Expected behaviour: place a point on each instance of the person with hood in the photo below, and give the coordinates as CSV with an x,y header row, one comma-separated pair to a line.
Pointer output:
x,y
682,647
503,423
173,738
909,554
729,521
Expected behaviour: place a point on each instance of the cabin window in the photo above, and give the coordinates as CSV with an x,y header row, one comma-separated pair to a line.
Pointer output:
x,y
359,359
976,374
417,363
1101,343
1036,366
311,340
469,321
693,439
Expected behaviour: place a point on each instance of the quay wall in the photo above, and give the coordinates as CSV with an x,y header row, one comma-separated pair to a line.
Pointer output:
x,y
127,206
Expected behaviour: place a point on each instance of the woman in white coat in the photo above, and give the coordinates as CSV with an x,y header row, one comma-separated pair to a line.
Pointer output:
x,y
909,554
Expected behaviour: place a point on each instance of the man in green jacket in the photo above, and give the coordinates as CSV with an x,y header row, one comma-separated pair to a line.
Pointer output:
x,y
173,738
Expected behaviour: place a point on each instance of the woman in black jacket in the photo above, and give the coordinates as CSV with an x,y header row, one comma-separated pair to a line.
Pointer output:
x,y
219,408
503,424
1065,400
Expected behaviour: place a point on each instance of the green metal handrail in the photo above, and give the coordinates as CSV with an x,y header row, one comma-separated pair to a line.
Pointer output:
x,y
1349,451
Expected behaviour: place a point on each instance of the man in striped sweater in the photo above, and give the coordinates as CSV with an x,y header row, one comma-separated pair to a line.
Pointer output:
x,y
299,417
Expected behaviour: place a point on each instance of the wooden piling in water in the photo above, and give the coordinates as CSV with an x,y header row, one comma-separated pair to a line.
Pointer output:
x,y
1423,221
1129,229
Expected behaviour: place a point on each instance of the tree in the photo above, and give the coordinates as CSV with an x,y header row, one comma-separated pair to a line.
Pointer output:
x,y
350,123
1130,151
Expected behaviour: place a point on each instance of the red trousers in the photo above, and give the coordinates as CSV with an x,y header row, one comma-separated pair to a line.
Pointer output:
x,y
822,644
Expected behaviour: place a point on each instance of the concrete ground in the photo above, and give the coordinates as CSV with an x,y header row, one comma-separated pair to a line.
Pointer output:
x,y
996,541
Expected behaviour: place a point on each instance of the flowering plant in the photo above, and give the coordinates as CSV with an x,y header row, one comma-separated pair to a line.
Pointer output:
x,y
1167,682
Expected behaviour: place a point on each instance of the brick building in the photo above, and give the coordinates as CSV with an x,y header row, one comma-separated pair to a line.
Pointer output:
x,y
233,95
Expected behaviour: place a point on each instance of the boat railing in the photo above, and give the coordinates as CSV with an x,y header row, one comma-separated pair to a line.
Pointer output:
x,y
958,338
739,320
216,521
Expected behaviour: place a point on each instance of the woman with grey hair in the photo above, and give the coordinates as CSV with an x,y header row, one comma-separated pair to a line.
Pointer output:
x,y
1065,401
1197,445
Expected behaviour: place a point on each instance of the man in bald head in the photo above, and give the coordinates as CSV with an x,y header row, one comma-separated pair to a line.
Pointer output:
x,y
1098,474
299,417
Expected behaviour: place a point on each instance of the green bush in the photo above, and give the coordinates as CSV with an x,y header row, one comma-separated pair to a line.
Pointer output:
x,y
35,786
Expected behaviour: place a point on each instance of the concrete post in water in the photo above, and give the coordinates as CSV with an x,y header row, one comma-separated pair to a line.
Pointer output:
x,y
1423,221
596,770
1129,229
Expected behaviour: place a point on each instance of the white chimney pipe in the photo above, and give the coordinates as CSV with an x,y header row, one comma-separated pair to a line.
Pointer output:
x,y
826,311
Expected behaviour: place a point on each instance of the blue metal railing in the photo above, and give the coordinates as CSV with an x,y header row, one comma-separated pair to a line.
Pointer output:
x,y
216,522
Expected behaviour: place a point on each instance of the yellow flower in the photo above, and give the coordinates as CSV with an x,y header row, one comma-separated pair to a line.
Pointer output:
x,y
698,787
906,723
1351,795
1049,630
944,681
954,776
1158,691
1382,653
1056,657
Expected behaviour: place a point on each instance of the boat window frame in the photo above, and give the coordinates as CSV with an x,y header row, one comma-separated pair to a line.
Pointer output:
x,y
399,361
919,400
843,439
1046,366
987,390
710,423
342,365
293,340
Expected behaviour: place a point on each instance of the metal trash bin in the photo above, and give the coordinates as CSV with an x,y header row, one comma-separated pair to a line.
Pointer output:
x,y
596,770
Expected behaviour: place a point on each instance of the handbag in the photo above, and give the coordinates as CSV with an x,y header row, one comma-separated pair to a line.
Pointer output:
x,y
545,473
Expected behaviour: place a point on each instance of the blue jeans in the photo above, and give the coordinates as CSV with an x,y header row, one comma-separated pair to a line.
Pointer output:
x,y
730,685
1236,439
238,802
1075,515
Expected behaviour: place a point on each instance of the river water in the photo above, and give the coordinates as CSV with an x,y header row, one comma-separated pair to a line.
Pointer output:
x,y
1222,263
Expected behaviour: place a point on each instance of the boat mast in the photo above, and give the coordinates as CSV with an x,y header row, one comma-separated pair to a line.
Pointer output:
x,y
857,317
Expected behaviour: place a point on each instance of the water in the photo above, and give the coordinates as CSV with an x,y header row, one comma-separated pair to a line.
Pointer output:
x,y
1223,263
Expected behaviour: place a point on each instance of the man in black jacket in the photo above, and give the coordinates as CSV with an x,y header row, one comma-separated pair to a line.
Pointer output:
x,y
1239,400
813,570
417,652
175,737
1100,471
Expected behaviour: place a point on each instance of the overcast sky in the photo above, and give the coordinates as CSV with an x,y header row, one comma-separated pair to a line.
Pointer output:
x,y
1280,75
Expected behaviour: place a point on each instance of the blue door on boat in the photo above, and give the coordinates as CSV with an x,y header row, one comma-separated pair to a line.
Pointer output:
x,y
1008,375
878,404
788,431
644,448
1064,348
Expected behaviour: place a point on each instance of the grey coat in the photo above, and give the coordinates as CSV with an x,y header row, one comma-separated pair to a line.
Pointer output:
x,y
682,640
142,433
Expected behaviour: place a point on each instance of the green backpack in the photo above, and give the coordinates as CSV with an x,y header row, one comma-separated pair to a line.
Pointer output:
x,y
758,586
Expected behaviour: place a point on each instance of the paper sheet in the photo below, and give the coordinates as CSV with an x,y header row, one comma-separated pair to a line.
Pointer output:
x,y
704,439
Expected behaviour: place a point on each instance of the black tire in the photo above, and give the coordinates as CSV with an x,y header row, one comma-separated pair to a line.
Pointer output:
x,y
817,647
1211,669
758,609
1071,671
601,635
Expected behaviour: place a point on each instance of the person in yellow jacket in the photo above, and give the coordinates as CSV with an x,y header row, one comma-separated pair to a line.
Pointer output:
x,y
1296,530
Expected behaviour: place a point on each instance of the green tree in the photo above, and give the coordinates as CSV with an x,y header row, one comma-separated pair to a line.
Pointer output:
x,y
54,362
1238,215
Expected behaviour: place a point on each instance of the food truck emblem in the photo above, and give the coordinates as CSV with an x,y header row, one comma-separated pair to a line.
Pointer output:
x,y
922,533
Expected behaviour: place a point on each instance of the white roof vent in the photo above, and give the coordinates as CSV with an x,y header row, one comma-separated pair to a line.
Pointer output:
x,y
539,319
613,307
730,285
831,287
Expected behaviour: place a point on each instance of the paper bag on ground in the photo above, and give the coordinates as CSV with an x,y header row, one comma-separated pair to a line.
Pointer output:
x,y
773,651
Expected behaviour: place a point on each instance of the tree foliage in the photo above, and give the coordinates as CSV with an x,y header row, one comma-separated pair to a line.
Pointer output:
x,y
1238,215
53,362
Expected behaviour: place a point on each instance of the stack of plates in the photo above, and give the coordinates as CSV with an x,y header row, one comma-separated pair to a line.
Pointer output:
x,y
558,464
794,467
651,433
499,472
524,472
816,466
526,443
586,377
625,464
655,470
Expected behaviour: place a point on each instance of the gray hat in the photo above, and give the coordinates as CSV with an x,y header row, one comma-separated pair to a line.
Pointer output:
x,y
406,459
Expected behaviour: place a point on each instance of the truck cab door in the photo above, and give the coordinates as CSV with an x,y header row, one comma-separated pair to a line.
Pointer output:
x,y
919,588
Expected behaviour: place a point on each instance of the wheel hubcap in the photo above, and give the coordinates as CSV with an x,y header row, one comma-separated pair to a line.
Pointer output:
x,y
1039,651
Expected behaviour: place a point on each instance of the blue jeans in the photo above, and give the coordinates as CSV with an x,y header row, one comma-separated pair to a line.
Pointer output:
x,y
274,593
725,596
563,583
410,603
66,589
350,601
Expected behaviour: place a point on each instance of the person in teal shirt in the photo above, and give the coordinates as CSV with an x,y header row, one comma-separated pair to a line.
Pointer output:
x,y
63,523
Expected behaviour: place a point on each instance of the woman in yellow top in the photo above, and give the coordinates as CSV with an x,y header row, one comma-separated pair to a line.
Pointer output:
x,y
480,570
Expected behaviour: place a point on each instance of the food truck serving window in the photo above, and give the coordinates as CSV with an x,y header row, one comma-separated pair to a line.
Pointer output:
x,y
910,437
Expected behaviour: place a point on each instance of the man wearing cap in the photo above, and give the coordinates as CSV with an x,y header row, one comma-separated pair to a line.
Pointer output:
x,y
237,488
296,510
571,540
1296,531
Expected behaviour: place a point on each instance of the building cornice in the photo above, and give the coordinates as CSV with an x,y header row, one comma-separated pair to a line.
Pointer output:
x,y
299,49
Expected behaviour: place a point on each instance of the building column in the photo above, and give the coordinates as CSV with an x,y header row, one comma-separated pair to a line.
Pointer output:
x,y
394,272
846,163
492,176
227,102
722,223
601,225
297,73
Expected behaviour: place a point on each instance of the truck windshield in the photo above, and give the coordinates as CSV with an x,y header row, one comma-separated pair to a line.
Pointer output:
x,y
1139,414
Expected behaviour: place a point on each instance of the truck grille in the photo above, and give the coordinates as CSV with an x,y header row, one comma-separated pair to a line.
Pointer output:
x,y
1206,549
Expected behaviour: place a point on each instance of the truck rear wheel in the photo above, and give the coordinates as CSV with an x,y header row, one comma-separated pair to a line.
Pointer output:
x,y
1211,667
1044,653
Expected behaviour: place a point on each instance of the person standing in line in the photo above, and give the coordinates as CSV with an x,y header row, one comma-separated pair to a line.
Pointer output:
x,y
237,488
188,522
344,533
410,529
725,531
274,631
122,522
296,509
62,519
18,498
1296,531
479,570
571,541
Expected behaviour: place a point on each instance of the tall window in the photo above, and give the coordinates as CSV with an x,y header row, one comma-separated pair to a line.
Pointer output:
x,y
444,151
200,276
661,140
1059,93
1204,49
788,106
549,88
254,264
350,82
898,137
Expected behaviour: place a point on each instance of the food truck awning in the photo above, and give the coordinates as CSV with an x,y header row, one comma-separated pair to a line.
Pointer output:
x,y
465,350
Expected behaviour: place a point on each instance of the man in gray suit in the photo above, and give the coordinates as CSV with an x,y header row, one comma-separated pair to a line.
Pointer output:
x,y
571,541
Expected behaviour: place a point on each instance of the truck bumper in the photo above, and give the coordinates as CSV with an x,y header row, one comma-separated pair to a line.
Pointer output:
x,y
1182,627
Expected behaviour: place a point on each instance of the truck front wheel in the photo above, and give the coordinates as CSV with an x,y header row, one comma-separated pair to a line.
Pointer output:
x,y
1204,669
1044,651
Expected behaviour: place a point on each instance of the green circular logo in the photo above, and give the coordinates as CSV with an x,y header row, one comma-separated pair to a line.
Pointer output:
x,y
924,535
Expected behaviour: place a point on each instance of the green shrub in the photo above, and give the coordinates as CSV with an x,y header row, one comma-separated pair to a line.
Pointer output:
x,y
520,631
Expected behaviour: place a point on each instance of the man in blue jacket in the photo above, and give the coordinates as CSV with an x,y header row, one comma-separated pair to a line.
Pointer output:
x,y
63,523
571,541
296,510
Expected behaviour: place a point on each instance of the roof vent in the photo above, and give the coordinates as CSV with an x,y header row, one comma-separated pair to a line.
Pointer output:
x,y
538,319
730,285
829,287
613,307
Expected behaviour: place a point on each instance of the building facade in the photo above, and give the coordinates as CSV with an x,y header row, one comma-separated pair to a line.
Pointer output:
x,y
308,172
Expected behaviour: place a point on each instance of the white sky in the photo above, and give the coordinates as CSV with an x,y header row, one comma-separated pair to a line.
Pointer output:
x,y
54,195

__WRITTEN REQUEST__:
Retype exactly, please, each line from the line that contains "man in gray" through the last line of the entries above, with nothing added.

__REPLY TO THE EXERCISE__:
Expected behaviour: place a point on each instance of the man in gray suit in the photo above, and give the coordinates as CSV with an x,y header row, one comma-separated pair to a line.
Pointer output:
x,y
571,541
Expected behaviour: place a point on each instance of the truck bumper in the photo above, and give the coordinates as CSV with an x,y header row, one comma-separated pair to a line.
Pointer output:
x,y
1182,627
Expected behaviour: place a point on each instance of the truck front wheel in the photo above, and give the coordinates as CSV with an x,y header row, one comma-separated pair to a line.
Pointer output:
x,y
1204,669
1044,651
Expected behaviour: place a point on each instance of the green circular logo in the photo above, and give the coordinates as CSV with an x,y header row, one comma-separated pair to a line.
Pointer output:
x,y
924,535
Expected behaviour: place a point on each instance of the green shrub in the photo above, and give the coordinates as CSV with an x,y header row, one comma-separated pair to a line.
Pointer output:
x,y
520,631
Expected behaviour: place a point on each instance of the man in blue jacket in the photo above, and give the coordinates as CSV with an x,y header row, one comma-separated pair to a line.
Pointer output:
x,y
63,523
571,541
296,510
Expected behaviour: place a point on each instance of the roof vent in the photo above, and give the coordinates as CSV with an x,y header row, one comma-separated pair to a line.
Pointer output:
x,y
538,319
730,285
829,287
613,307
Expected behaviour: place a point on each instance of the building facade in the photo above, and give the coordinates as CSV with an x,y header row, one comma-separated pair to a line.
Pointer output:
x,y
308,172
Expected behaviour: place a point on each instance of the white sky in the photo above, and give the coordinates as CSV with an x,y header row, one comma-separated pair to a line.
Pointer output:
x,y
54,195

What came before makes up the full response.